What is being asked:
Copy the first line of the entries below and every line after it through the line containing "Query: sepal". Do not include pictures.

=-=-=

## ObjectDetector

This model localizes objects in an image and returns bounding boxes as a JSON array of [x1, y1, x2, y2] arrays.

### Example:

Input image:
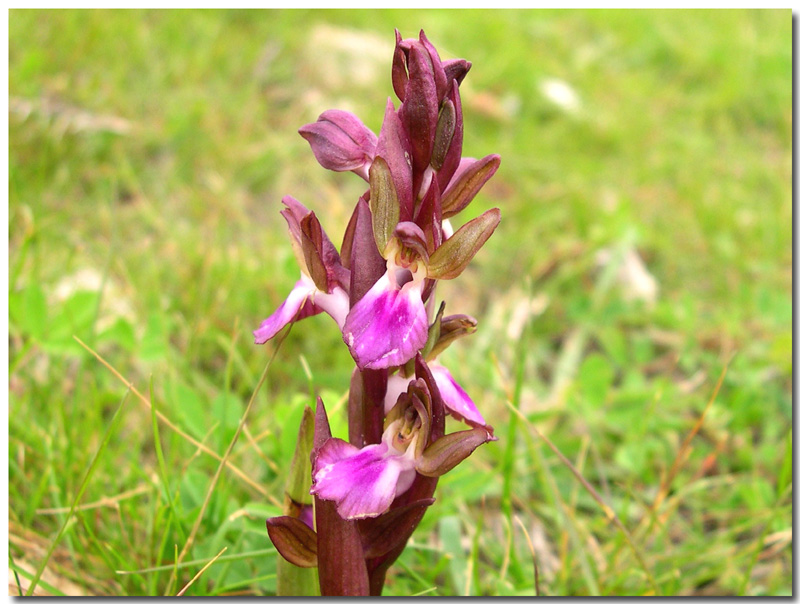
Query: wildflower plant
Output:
[[259, 29, 501, 596]]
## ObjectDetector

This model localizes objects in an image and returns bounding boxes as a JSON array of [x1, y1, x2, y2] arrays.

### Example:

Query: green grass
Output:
[[9, 8, 791, 596]]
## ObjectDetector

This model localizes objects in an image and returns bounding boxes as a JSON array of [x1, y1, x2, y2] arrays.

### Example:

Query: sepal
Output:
[[441, 154, 501, 218], [416, 427, 492, 477], [428, 313, 477, 358], [266, 516, 318, 568], [442, 58, 471, 87], [427, 208, 501, 280], [369, 156, 400, 255], [431, 98, 456, 171], [436, 81, 465, 191]]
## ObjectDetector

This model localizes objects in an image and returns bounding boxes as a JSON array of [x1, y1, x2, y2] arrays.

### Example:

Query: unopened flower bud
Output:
[[299, 110, 377, 180]]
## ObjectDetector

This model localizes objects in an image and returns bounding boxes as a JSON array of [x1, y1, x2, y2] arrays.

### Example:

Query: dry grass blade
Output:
[[24, 389, 131, 595], [505, 399, 657, 594], [175, 547, 227, 596], [163, 328, 288, 595], [115, 548, 276, 575], [514, 516, 540, 597], [73, 336, 280, 504], [36, 484, 151, 515], [652, 361, 729, 514]]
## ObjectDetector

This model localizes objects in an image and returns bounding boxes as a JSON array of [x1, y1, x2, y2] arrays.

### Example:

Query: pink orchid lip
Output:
[[253, 275, 350, 345], [342, 273, 428, 370], [311, 427, 418, 520]]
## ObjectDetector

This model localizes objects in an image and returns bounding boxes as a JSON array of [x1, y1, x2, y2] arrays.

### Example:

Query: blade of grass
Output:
[[36, 483, 151, 515], [24, 389, 132, 595], [651, 361, 729, 514], [738, 485, 792, 595], [9, 554, 24, 596], [116, 547, 277, 575], [526, 429, 600, 596], [74, 335, 279, 504], [163, 326, 288, 595], [505, 398, 657, 595], [176, 546, 227, 596], [10, 558, 69, 597], [210, 572, 278, 595], [76, 514, 132, 595], [514, 515, 540, 597], [149, 375, 188, 579]]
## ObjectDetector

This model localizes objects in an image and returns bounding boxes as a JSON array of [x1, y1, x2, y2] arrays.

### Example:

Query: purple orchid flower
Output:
[[310, 414, 420, 519], [254, 196, 350, 344], [312, 368, 491, 520], [343, 222, 430, 370]]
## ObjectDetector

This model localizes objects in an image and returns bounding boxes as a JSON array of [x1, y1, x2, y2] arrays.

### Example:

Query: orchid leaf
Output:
[[285, 406, 315, 506]]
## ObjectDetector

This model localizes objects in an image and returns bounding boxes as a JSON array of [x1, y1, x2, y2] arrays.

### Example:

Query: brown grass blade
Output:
[[73, 336, 280, 505]]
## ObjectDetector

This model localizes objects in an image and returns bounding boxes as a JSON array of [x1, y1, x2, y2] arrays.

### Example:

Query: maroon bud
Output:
[[419, 30, 448, 103], [299, 110, 377, 180], [391, 29, 408, 102], [375, 99, 414, 221], [443, 58, 471, 87], [398, 45, 439, 182], [436, 80, 465, 191]]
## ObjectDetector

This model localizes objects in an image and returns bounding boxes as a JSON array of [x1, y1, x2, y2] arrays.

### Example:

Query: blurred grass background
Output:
[[8, 9, 791, 596]]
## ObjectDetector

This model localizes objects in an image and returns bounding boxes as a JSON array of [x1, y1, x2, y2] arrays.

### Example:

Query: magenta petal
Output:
[[343, 274, 428, 370], [253, 279, 316, 344], [431, 364, 487, 428], [311, 438, 414, 519]]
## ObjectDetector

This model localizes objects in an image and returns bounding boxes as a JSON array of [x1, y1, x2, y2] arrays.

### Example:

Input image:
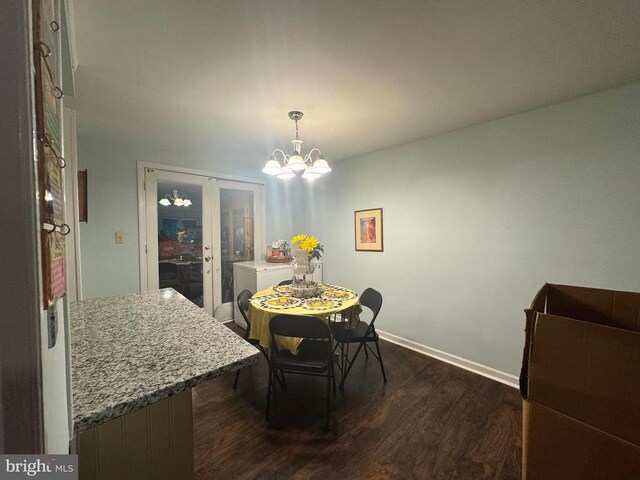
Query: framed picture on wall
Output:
[[354, 208, 383, 252]]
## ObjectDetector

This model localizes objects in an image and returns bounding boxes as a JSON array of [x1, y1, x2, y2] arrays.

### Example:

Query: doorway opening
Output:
[[139, 165, 264, 318]]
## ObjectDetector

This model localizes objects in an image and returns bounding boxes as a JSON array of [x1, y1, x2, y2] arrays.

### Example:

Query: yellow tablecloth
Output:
[[248, 284, 361, 355]]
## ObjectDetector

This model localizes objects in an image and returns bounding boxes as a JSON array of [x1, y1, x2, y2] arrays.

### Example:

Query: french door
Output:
[[144, 169, 215, 313], [142, 167, 264, 318], [214, 180, 263, 317]]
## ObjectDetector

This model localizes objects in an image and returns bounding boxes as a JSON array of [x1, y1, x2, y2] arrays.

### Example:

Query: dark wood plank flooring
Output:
[[193, 324, 522, 480]]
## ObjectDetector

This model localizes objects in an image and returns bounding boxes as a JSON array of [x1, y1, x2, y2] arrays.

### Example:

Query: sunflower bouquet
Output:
[[290, 234, 324, 261]]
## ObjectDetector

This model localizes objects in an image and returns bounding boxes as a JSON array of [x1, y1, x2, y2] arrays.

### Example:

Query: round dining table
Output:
[[248, 284, 361, 354]]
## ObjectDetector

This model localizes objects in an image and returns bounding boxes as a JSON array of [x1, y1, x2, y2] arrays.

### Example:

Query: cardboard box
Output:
[[520, 283, 640, 480]]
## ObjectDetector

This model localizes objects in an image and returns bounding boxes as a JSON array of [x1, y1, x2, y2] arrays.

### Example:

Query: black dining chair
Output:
[[266, 314, 336, 429], [277, 279, 292, 286], [331, 287, 386, 389], [233, 289, 268, 389], [233, 289, 285, 390]]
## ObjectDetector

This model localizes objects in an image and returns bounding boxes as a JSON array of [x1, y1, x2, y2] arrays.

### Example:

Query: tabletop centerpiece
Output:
[[290, 233, 324, 298]]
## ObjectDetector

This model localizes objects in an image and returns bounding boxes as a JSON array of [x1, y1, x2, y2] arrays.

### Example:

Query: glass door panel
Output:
[[219, 188, 254, 304], [157, 180, 204, 306], [144, 168, 214, 315]]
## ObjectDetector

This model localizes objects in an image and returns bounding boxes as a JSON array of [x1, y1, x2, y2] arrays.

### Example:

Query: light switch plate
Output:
[[115, 231, 125, 243]]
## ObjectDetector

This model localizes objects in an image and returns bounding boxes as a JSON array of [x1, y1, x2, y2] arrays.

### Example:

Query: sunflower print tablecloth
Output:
[[248, 284, 361, 355]]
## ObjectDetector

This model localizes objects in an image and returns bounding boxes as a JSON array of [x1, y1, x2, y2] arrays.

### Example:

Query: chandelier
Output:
[[262, 111, 331, 180], [158, 190, 192, 207]]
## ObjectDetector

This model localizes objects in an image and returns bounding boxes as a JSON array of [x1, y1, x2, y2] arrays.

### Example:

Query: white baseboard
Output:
[[376, 329, 519, 389]]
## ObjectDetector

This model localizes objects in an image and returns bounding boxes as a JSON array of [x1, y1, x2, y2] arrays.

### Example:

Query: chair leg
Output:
[[343, 341, 365, 385], [364, 343, 370, 359], [337, 341, 345, 390], [374, 338, 387, 383], [233, 370, 240, 390], [342, 342, 347, 385], [266, 366, 273, 422], [325, 370, 331, 430], [340, 341, 351, 390], [331, 362, 337, 398], [261, 346, 287, 390]]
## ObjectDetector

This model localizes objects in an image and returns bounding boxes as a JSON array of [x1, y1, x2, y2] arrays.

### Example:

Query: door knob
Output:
[[204, 255, 212, 262]]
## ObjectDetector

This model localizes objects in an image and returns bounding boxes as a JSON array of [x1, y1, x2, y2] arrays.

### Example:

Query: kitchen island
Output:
[[70, 288, 260, 480]]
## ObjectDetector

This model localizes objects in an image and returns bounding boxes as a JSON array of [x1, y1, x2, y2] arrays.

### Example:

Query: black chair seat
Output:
[[330, 321, 378, 342], [273, 340, 331, 374]]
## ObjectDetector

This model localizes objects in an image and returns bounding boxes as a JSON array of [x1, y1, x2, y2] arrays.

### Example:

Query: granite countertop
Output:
[[70, 288, 260, 434]]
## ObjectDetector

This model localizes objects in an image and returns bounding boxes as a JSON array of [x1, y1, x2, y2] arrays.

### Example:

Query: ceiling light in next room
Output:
[[262, 111, 331, 181], [159, 190, 193, 207]]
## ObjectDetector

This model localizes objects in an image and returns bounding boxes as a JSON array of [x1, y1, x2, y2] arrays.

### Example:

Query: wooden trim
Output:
[[377, 329, 519, 388], [77, 169, 87, 222], [0, 0, 45, 453], [138, 161, 265, 186]]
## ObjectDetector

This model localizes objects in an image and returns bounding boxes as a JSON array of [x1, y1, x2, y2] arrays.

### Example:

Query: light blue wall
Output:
[[302, 82, 640, 375], [264, 177, 309, 243], [78, 138, 140, 298], [79, 83, 640, 375], [77, 138, 300, 298]]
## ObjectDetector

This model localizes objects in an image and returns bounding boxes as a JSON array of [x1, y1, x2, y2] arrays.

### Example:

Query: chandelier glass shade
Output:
[[159, 190, 192, 207], [262, 111, 331, 180]]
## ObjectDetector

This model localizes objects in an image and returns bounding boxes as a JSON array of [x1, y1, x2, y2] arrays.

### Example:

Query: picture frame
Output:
[[354, 208, 383, 252]]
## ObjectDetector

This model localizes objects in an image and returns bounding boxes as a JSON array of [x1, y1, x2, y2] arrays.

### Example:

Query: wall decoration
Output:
[[34, 0, 68, 305], [354, 208, 383, 252]]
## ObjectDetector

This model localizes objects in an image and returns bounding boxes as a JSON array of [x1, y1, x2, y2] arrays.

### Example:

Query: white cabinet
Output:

=-=-=

Answer section:
## ObjectDetector

This model localizes objects in an image and returns bounding boxes as a JSON array of [x1, y1, x2, y2] arrays.

### Example:

Input image:
Query: wildflower plant
Output:
[[259, 29, 501, 596]]
## ObjectDetector

This model localizes objects in an image and returns bounding boxes as a JSON array of [x1, y1, x2, y2] arrays.

### Example:

Query: green grass
Output:
[[9, 8, 791, 596]]
## ObjectDetector

This model localizes objects in an image and returns bounding boxes as a JSON array of [x1, y1, x2, y2] arrays.

### Example:

Query: sepal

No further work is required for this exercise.